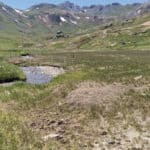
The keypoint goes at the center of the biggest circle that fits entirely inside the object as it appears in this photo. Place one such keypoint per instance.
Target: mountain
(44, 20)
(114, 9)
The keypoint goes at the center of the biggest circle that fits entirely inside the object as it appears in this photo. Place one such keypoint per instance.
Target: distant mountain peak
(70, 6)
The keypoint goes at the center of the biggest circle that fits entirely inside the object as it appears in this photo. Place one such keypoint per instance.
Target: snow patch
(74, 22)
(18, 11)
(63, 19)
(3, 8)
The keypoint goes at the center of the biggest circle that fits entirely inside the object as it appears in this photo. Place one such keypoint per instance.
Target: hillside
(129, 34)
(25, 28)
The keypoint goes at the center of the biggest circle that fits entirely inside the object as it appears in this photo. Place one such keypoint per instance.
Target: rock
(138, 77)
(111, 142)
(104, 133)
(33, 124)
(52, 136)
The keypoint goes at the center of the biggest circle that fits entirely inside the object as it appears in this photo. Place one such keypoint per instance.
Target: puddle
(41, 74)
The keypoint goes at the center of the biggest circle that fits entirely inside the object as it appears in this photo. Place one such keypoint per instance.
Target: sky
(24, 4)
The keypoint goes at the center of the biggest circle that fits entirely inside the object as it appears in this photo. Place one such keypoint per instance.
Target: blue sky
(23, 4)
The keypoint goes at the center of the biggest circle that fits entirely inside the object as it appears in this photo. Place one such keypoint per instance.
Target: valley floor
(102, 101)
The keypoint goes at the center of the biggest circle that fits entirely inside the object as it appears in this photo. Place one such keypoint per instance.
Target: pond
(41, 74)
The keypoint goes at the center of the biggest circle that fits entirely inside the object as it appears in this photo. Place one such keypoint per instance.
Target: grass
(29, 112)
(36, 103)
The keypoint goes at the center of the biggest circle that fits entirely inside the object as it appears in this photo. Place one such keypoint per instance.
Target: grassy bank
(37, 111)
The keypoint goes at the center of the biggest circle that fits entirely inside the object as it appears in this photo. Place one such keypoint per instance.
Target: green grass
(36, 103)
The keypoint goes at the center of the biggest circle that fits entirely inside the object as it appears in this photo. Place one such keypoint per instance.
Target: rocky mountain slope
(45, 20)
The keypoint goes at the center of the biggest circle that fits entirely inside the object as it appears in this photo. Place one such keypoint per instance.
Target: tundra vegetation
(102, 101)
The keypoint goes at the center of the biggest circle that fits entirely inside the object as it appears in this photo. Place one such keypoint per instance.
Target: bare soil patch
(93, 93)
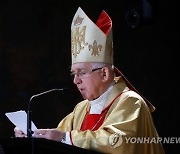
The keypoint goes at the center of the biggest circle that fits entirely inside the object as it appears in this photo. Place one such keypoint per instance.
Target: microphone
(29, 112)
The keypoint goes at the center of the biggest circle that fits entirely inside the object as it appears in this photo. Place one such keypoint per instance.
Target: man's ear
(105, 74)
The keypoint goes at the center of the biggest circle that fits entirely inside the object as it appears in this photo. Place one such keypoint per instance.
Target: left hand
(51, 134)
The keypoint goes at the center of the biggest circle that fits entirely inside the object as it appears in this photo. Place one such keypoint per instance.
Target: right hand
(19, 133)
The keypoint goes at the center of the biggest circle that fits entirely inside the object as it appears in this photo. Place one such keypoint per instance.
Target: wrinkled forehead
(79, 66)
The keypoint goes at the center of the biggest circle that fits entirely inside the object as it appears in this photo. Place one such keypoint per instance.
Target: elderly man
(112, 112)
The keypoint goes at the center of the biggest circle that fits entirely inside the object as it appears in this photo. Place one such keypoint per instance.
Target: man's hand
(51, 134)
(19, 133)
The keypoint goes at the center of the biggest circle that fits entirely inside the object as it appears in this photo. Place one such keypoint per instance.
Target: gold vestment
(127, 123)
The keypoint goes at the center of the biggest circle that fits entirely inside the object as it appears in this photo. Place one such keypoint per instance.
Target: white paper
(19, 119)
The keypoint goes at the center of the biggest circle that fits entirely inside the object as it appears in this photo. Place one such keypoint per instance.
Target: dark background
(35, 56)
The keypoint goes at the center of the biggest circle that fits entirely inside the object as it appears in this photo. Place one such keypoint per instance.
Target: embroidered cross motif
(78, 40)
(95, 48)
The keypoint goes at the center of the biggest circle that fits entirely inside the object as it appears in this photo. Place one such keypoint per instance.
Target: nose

———

Restate the listing word for word, pictures omitted.

The keypoint goes at the center of the biggest circle that fits entirely inside the object as it appears in this photo. Place one such keypoint per instance.
Target: mountain
(44, 20)
(114, 9)
The keypoint goes at the center of the biggest circle that fits entirely inside the object as it appears in this photo. Place one such keypoint per instance.
Target: distant mountain peak
(70, 6)
The keypoint goes at the center of the biggest circle that fits entirely inside the object as it appears in this photo. Place one such keypoint per instance.
Target: snow patch
(74, 22)
(18, 11)
(63, 19)
(3, 8)
The keypoint goes at the center of the biggest circle that fits entirely inside the object as it appears in this photo. Place one such keypoint per instance.
Target: hillside
(129, 34)
(25, 28)
The keypoint goes at the center of the biggest circle that fits entirely inside the object as it appears in this photo. Place one such keypoint per instance.
Target: rock
(138, 77)
(111, 142)
(104, 133)
(33, 124)
(52, 136)
The keypoint goes at the center of the biggest circle that fits entirely inside the object as it appears in this photo. Place one such keypoint per instance.
Target: puddle
(41, 74)
The keypoint goes at the center of the biggest circle that fits entirely inside the object as it appears in this photo. Place one such keypoint per instance.
Target: sky
(24, 4)
The keypoint goes at the center of the biggest circle that fits entirely inside the object as it appears in this photo. Place one such keypoint per instance.
Target: blue sky
(23, 4)
The keypoint goes at the center of the biggest circle that fits entirely inside the object as it appears in this photo. Place one such keypoint per instance.
Target: valley floor
(102, 101)
The keypoint goes at the center of the biggest circle that fits entirely inside the object as it appears in this photo. Place one such keypoint per instance.
Target: pond
(41, 74)
The keypoint goes at the center of the biggest circle that fits entirely inside the object as it appears in this photo. Place one such keypoint per instance.
Target: grass
(29, 112)
(36, 103)
The keypoint goes at the center of the biggest circle that fits entirely inside the object as it appears in this photo. Place one such keypoint per instance.
Target: grassy bank
(37, 111)
The keypoint goes at the center of the biggest circle that fits entirely inside the object as it appears in this photo. Place one such keypoint per instance.
Target: green grass
(36, 103)
The keypoint goes at the center of the biggest circle that fits entirely inside the object as it appears in this photo. Place one such keypoint per instance.
Target: rocky mountain slope
(45, 20)
The keypoint goes at the center of the biggest circle that fits entirely inside the object as it appears in this photo. Place one such keypoint per instance.
Target: tundra vegetation
(102, 101)
The keypoint goes at the center of the biggest circle that fits entirely inside the object as it appears in this photo. Place one such keypoint per instance.
Target: bare soil patch
(93, 93)
The keypoint goes at the center of the biggest circle that fits entirely inside the object as it appears in this photo. Place one such keypoint per instance.
Target: microphone
(29, 112)
The keypoint goes at the center of the biggest circle that fits entirely inside the object as it appears in this photo. Place one such keypoint per instance.
Target: man's ear
(105, 74)
The keypoint goes at the center of the biggest circle that fits entirely inside the object as it appears in this photo. Place one such keypoint per instance.
Target: left hand
(51, 134)
The keypoint goes at the center of the biggest circle that fits entirely inside the object as it appears in this photo. Place one such keypoint per instance.
Target: right hand
(19, 133)
The keypoint goes at the center of the biggest circle that fits entirely inside the object as it appears in this photo. Place one such keypoint per instance.
Target: wrinkled forehead
(79, 66)
The keypoint goes at the center of the biggest circle that fits entirely inside the object as it appears in this photo. Place one such keypoint per instance.
Target: elderly man
(112, 112)
The keypoint goes at the center of the biggest circle that fits entirely inside the object as it appears in this photo. Place one such keypoint per instance.
Target: man's hand
(51, 134)
(19, 133)
The keypoint goes at the center of the biggest circle that fits entirely inside the object as it appears in this photo. Place one such keypoint per instance.
Target: gold vestment
(127, 123)
The keypoint goes at the center of the biggest circle that fits entirely inside the object as it appears in this photo. Place one such keypoint per instance.
Target: white paper
(19, 119)
The keypoint goes at the center of the biggest circle that fits entirely inside the object as it appears in this photo. Place one such keypoint per instance.
Target: dark background
(35, 56)
The keypoint goes at the center of the biggest circle that fits entirely inside the object as it appears in this photo. Place one such keypoint per instance.
Target: embroidered cross motif
(78, 40)
(95, 48)
The keypoint goes at the center of the biggest circle that fits entirely inside the object as it appears in this photo. Place one such keypoint per instance.
Target: nose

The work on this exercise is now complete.